Given problem | Turn every line of the records below into a numbered list, and leave out any blank lines.

Data shown |
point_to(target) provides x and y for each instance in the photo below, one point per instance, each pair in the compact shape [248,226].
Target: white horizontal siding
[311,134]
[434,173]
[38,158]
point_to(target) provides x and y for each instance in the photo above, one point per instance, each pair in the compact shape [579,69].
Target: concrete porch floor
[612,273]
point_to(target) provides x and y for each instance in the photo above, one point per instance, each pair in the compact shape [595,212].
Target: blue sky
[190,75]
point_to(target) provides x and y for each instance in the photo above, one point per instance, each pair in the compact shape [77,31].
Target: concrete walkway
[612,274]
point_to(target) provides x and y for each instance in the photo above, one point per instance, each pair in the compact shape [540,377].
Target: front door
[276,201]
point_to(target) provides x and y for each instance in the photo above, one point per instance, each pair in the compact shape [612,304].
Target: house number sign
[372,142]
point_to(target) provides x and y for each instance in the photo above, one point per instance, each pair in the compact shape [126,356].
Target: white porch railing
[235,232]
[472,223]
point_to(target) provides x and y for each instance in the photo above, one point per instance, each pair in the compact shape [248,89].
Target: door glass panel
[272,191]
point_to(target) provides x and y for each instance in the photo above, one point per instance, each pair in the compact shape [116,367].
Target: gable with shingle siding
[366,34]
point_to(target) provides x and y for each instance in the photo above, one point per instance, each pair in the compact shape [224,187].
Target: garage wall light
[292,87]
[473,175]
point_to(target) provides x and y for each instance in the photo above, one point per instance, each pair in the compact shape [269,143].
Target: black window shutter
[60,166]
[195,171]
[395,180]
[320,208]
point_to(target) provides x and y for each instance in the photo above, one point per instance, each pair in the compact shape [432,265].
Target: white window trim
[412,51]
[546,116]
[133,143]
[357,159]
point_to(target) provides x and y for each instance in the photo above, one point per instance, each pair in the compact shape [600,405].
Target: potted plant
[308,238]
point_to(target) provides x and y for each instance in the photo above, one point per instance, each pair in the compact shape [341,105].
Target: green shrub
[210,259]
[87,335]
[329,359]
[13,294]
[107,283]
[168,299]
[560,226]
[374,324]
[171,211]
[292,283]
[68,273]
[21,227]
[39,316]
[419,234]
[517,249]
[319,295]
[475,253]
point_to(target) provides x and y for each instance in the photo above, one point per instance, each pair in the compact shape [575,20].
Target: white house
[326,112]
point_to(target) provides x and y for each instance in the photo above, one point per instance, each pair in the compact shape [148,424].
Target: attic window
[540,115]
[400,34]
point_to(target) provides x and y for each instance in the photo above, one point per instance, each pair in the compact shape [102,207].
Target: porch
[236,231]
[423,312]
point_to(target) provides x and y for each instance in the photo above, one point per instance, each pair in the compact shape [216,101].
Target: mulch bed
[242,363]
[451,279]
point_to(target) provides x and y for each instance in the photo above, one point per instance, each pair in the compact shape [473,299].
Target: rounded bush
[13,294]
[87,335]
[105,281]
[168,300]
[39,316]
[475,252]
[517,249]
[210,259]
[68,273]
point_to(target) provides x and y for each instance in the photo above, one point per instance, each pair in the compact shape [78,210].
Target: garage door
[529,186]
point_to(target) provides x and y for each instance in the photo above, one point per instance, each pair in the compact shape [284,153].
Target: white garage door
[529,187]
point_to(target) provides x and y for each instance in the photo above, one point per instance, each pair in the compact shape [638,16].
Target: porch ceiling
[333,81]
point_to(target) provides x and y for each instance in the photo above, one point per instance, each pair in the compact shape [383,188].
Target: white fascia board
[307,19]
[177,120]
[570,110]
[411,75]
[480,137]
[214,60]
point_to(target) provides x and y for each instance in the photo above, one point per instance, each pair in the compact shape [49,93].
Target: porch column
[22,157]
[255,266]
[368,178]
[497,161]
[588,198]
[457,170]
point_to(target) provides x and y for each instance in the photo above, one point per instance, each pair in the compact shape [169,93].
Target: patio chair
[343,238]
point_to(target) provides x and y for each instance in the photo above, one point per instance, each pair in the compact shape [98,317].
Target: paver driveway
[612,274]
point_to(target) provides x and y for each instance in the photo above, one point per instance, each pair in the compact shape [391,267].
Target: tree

Answer to the task |
1. point_to(target) provides x and y for each instance in the photo below, one point per instance, each pair in the compact shape [248,226].
2. Target: white horizontal siding
3. [311,134]
4. [434,173]
5. [38,158]
6. point_to(target) provides x and y for each instance in the photo above, one point per instance, each pair in the compact shape [579,69].
7. Target: concrete porch floor
8. [612,273]
9. point_to(target) provides x and y for each instance in the photo above, one point per instance, each pair in the compact shape [595,212].
10. Target: blue sky
11. [190,75]
12. point_to(target) provides x and y for each instance in the photo above, one point per instance, each pair in the compact shape [77,31].
13. Target: concrete walkway
14. [612,274]
15. point_to(target) provides x and y for each instance in the photo above, one point per instance, each pair in the compact shape [540,377].
16. Target: front door
17. [276,201]
18. point_to(target) provides x and y for each instance in the photo above, one point per instance, each pair in the compact shape [612,304].
19. Target: house number sign
20. [372,142]
21. point_to(target) provides x and y for each instance in the photo above, one point per instance, each pair in the compact shape [126,356].
22. Target: white porch railing
23. [235,232]
24. [472,223]
25. point_to(target) provides x and y for each instance in the photo above, one point per instance, each pair in the compact shape [248,89].
26. Target: door glass panel
27. [272,191]
28. point_to(target) provides x and y for each instance in the photo above, one point per instance, each pair in the compact shape [116,367].
29. Target: gable with shingle siding
30. [366,34]
31. point_to(target) provides x and y for each instance in the photo above, one point per instance, each pair in the compact shape [224,187].
32. Target: garage wall light
33. [292,87]
34. [473,175]
35. point_to(target) provides x and y for each instance in the photo above, one point per instance, each pair in the compact shape [269,143].
36. Target: black window shutter
37. [60,166]
38. [195,171]
39. [395,180]
40. [320,208]
41. point_to(target) provides x and y for each instance in the photo above, one point per instance, each pair in the compact shape [432,265].
42. Target: white window trim
43. [412,51]
44. [546,116]
45. [133,143]
46. [357,159]
47. point_to(target) provides x and y for each instance in the photo above, one point per instance, each pair in the compact shape [600,405].
48. Target: potted plant
49. [308,238]
50. point_to(target) provides x and y for each instance in the photo above, one point per instance, each pair in the compact shape [341,105].
51. Target: green shrub
52. [210,259]
53. [87,335]
54. [329,359]
55. [13,294]
56. [107,283]
57. [168,299]
58. [560,226]
59. [374,324]
60. [171,211]
61. [292,283]
62. [68,273]
63. [21,227]
64. [39,316]
65. [419,234]
66. [517,249]
67. [319,295]
68. [475,253]
69. point_to(target) provides x and y for each instance in the photo above, one point per instance, each pair in the compact shape [575,20].
70. Target: white house
71. [326,112]
72. point_to(target) provides x and y for each instance in the photo above, one point per instance, each pair in the compact shape [148,424].
73. Target: attic window
74. [540,115]
75. [400,34]
76. point_to(target) provides x and y for each instance in the photo above, one point per instance, each pair in the compact shape [102,207].
77. Target: porch
78. [236,231]
79. [423,312]
80. point_to(target) provides x and y for each instance in the photo above, one point per instance, each pair in the compact shape [216,101].
81. Target: mulch bed
82. [242,363]
83. [451,279]
84. point_to(target) provides x and y for each instance in the photo above, one point per instance, each pair in the compact shape [473,299].
85. Target: rounded bush
86. [13,294]
87. [87,335]
88. [105,281]
89. [168,300]
90. [39,316]
91. [475,252]
92. [517,249]
93. [210,259]
94. [68,273]
95. point_to(target) provides x and y for each instance in the photo above, one point per instance, each pair in the compact shape [78,210].
96. Target: garage door
97. [529,186]
98. point_to(target) provides x and y for each instance in the photo above, one point per instance, each pair in the compact shape [284,153].
99. Target: white garage door
100. [529,187]
101. point_to(target) provides x and y for each instance in the photo above, one point per instance, each pair in the compact shape [638,16].
102. Target: porch ceiling
103. [333,81]
104. point_to(target) provides x and y for each instance in the photo above, one point per instance, each pair in the compact shape [383,188].
105. Target: white fascia board
106. [307,19]
107. [177,120]
108. [570,110]
109. [411,75]
110. [480,137]
111. [214,60]
112. point_to(target) provides x and y for each instance in the photo above, one point per instance, each pair in the compact shape [49,93].
113. Target: porch column
114. [22,157]
115. [255,266]
116. [368,178]
117. [497,161]
118. [588,198]
119. [457,170]
120. point_to(target) provides x and y for each instance in the photo above, one point per instance, each pair in the compact shape [169,93].
121. Target: patio chair
122. [343,238]
123. point_to(target) provides x and y for each instance in the photo above, one point per instance, each pair in the compact shape [98,317].
124. Target: paver driveway
125. [612,274]
126. point_to(target) provides x and y for each instance in the photo above, one point per instance, each pair in the compact shape [391,267].
127. Target: tree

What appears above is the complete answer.